Supplied material:
◇ ◇ ◇ ◇ ◇

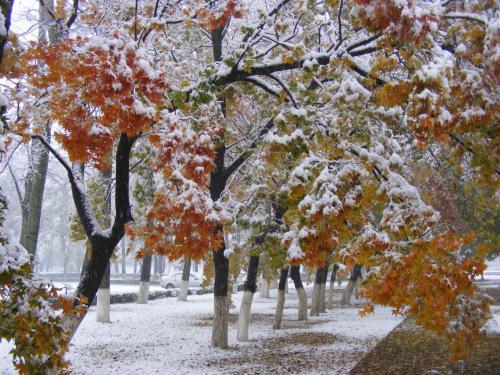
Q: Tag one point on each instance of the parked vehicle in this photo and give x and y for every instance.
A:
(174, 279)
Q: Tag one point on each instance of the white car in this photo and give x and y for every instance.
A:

◇ ◇ ◇ ◇ ◇

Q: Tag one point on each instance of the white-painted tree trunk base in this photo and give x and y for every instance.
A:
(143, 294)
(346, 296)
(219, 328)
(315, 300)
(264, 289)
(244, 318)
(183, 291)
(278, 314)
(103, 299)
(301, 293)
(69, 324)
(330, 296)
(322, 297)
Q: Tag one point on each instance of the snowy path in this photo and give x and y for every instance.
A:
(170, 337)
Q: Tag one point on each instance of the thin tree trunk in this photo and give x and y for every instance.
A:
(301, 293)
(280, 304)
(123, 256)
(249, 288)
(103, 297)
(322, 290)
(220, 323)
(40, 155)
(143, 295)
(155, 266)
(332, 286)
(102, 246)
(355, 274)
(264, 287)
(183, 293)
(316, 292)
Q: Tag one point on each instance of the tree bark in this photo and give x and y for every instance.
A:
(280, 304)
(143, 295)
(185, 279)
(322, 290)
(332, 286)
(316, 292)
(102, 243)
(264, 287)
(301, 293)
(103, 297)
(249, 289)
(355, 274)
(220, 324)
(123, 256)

◇ ◇ ◇ ◇ ◇

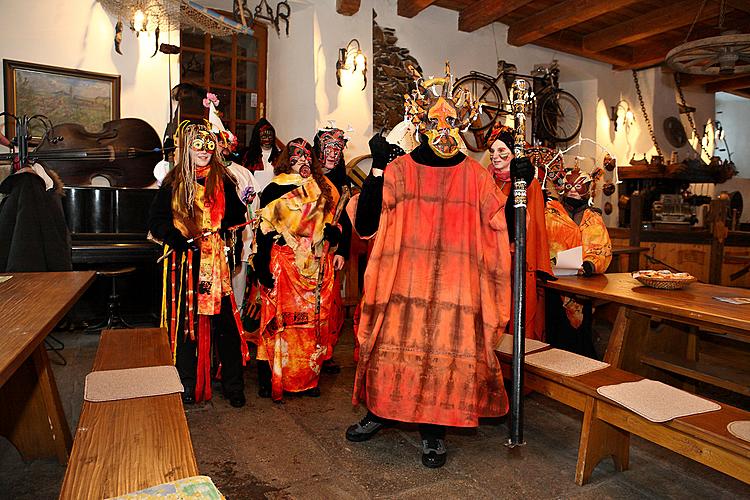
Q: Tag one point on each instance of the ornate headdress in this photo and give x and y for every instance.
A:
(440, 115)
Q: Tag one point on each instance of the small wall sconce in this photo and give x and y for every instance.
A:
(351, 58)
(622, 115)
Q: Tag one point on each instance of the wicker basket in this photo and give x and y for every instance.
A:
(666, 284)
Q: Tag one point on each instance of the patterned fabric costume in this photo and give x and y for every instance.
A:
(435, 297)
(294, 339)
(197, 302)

◇ ◇ ◇ ◇ ◇

Goal of the exercise:
If a line of the listing above contains "each", pick it out and copy it.

Answer section:
Q: Tag one point on each instance of the parked vehicle in this photo and give x and y for every instance.
Q: Tag one point on each instance of the white car in this photo and give x and y for every instance.
Q: Tag one point on each instance of the white-painted tree trunk base in this photo and give x and y for every instance.
Q: Tag one point on each instance of the snowy path in this photo and give x and y for every instance.
Q: Tag one point on each instance of the thin tree trunk in this photo and give x and y for every instance.
Q: Tag one point on each instance of the tree bark in this photo and give x and y for every instance.
Q: Tag one point on each instance of the ornate headdress in this photo and give x and y for every instance.
Q: Tag one point on each instance of the small wall sconce in this photo and give x and y for every instance.
Q: Tag one point on each instance of the wicker basket in this photo and give x and y for every instance.
Q: Tag one point on each instance of the patterned fabric costume in this photo and give x and y for every instance.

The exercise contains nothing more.